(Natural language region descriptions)
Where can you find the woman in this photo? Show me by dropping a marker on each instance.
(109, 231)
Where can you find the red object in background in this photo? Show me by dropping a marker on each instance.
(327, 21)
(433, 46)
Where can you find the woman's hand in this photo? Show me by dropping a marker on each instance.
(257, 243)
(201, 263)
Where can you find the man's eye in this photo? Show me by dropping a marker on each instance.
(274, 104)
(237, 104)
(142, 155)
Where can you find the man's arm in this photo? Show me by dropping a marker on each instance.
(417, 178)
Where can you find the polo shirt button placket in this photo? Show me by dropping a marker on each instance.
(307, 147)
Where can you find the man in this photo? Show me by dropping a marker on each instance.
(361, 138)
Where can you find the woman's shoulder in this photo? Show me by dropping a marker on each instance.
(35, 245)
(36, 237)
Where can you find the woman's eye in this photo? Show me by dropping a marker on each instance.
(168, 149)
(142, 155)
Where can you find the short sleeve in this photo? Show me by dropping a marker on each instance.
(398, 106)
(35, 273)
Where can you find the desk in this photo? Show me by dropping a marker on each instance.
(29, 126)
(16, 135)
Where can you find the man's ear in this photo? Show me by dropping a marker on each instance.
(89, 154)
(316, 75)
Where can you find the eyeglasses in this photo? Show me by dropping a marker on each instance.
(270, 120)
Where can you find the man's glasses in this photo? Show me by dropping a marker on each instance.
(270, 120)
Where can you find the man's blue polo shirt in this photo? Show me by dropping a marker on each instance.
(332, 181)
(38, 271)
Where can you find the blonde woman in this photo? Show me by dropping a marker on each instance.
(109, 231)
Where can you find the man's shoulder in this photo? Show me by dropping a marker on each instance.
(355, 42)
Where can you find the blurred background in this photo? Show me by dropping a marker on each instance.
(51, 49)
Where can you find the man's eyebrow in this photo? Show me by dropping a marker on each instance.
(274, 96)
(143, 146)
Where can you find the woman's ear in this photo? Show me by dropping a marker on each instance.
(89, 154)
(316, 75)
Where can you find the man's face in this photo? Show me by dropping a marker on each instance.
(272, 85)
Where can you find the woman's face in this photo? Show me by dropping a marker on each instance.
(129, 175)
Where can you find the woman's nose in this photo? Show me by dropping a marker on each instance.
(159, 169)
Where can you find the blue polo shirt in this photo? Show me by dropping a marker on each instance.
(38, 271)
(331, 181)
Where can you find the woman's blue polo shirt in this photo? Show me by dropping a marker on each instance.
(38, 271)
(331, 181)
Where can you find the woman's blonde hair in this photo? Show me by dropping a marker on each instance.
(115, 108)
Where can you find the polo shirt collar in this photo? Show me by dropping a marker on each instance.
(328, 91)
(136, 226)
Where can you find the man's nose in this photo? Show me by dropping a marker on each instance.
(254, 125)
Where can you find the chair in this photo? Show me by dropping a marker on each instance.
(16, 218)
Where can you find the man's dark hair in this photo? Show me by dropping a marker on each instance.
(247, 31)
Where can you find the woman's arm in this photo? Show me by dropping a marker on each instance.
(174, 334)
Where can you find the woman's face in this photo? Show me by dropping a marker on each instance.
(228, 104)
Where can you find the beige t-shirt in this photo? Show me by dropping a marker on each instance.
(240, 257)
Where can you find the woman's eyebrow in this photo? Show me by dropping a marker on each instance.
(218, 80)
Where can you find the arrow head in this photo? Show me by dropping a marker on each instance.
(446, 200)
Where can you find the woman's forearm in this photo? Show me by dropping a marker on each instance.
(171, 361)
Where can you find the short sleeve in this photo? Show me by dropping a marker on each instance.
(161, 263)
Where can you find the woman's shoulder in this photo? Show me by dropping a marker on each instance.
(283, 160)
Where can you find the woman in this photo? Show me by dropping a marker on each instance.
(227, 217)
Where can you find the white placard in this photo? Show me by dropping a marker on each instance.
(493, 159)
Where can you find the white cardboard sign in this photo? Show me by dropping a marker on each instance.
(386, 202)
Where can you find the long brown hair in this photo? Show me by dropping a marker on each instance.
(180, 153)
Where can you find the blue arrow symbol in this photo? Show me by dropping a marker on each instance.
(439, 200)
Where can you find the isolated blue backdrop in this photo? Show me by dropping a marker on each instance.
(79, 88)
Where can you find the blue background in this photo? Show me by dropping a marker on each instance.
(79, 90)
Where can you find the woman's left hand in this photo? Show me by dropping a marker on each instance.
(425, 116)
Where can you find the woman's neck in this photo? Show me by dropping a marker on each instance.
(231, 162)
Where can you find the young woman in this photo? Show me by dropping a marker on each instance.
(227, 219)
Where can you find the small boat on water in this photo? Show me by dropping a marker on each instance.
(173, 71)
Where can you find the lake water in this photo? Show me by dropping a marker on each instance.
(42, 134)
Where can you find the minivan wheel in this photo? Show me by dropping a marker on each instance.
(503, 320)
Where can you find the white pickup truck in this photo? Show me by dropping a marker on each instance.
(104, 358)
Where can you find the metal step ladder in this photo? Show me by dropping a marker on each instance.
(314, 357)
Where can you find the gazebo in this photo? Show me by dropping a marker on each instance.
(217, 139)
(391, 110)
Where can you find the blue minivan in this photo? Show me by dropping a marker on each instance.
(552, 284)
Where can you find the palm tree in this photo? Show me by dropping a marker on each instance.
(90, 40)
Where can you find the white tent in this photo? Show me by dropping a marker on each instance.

WHAT YOU HAVE TO DO
Find the line containing "Where can you find the white pickup" in the data above. Please transcribe it and every line after it, exactly.

WRITTEN ANSWER
Where can you find the white pickup truck in this photo? Show me by dropping a marker on each instance.
(104, 358)
Where can you find the metal step ladder in this photo? Show me by dropping a marker on each instance.
(314, 357)
Where can you find the gazebo in this photo? Show me by dropping a marker on each instance.
(217, 139)
(391, 110)
Where can you find the blue minivan in this photo? Show me by dropping a marker on each instance.
(552, 284)
Where can you find the palm tree in this photo? Show me by dropping a marker on each instance.
(90, 40)
Where can you find the white tent in this photo? Show me by dropping a marker on each instance.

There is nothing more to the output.